**TASK**
What you return should be the entries, unchanged, without their pictures.

Region pointing data
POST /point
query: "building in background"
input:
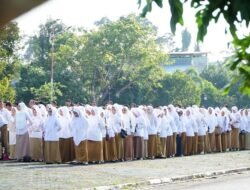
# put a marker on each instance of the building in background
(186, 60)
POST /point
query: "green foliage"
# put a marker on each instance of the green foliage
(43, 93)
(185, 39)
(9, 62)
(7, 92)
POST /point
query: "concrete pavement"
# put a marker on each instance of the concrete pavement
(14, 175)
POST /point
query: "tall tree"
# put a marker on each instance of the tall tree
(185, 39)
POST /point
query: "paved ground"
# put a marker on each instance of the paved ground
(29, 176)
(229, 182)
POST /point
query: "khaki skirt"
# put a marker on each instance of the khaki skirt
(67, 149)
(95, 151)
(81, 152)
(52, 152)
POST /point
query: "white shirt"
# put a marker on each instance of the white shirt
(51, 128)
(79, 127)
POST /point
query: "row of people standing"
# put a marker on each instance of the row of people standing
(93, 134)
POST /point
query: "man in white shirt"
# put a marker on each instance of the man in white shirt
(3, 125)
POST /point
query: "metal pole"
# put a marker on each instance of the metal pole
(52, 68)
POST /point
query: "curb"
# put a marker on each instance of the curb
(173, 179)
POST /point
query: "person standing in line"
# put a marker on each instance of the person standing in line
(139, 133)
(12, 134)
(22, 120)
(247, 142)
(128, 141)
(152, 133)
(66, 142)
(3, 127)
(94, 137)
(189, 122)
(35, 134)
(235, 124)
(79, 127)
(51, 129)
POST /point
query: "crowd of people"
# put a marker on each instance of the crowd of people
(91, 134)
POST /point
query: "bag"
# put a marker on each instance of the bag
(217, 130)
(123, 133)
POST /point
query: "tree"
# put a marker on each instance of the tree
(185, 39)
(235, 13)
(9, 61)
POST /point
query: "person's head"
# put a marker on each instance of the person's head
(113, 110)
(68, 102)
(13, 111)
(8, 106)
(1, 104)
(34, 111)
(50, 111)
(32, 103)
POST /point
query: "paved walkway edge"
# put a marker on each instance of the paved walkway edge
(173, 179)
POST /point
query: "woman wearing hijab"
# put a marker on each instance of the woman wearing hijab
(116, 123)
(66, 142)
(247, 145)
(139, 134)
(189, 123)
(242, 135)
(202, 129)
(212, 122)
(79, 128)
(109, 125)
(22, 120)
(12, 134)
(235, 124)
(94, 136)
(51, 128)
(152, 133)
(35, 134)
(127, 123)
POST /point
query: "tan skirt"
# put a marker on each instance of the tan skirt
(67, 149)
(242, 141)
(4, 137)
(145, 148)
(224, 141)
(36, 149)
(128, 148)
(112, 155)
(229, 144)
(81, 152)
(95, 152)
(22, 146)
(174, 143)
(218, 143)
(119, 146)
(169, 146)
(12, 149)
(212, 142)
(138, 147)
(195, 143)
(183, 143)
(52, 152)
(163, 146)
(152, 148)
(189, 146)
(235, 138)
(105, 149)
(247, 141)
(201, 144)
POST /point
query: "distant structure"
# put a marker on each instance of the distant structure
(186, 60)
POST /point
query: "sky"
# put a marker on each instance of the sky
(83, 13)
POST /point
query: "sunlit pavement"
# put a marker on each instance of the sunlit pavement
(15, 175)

**PROBLEM SOLUTION**
POST /point
query: "building in background"
input:
# put a marker on each instance of the building in background
(186, 60)
POST /point
query: "green foliage"
# put a marker on each instance of the green foliage
(43, 93)
(185, 39)
(9, 62)
(7, 92)
POST /point
query: "concrete pavement"
# put a marker on each instance of the concrete pavement
(14, 175)
POST /point
query: "tall tree"
# put a marker on each instance of the tall tree
(185, 39)
POST /point
query: "paved ground"
# put a marker on each instance of the paved ground
(29, 176)
(229, 182)
POST /point
query: "khaki skirt"
# put a marker on each instance of the khaki skirt
(67, 149)
(95, 151)
(81, 152)
(52, 152)
POST /point
query: "white shirt"
# put a marker on each instance of the white shirt
(51, 128)
(79, 127)
POST /point
query: "row of people standing"
# put a marker on each instance of the row of people standing
(93, 134)
POST /point
query: "man in white shirt"
# put a marker on each instance of the man in white shirt
(3, 125)
POST /point
query: "metal pole"
# put a marker on each instance of the metal pole
(52, 68)
POST /point
query: "curb"
# put a marker on each instance of the curb
(173, 179)
POST /point
query: "person standing in line"
# put a marker on each instance of the person standing in line
(139, 133)
(12, 134)
(22, 120)
(247, 142)
(128, 141)
(152, 133)
(66, 142)
(3, 127)
(94, 137)
(189, 122)
(35, 134)
(235, 124)
(79, 127)
(51, 129)
POST /point
query: "crowd of people"
# put a marker on each instance of the crowd of people
(91, 134)
POST /point
query: "bag"
# put a marker on each instance of the bag
(217, 130)
(123, 133)
POST /point
query: "tree"
# put a marker on each instance of the tree
(185, 39)
(235, 13)
(9, 61)
POST /point
query: "person's head"
# put a marker on each instance of the person's head
(113, 110)
(68, 102)
(13, 111)
(8, 106)
(1, 104)
(34, 111)
(50, 111)
(32, 103)
POST /point
query: "paved walkway edge"
# put a marker on each instance of the paved walkway edge
(173, 179)
POST /point
query: "woman wearing hijab"
# put a marker on each instance of the woman wearing hijab
(116, 123)
(66, 142)
(247, 145)
(139, 134)
(189, 123)
(242, 135)
(202, 129)
(212, 122)
(79, 128)
(109, 125)
(22, 120)
(12, 134)
(235, 124)
(94, 136)
(51, 128)
(152, 133)
(35, 134)
(127, 123)
POST /point
query: "tan skirt"
# put a marker on each instance of the tan skirt
(67, 149)
(242, 141)
(4, 137)
(145, 148)
(224, 141)
(36, 149)
(128, 148)
(112, 155)
(229, 144)
(81, 152)
(95, 152)
(22, 146)
(174, 143)
(218, 143)
(119, 146)
(169, 146)
(12, 149)
(212, 142)
(138, 147)
(195, 143)
(183, 143)
(52, 152)
(163, 146)
(152, 148)
(189, 146)
(235, 138)
(105, 149)
(247, 141)
(201, 144)
POST /point
query: "distant structure"
# put a marker on each instance of the distant structure
(186, 60)
POST /point
query: "sky"
# put a marker on each instance of the sky
(83, 13)
POST /point
query: "sunlit pavement"
# put a marker on each instance of the sunlit pavement
(15, 175)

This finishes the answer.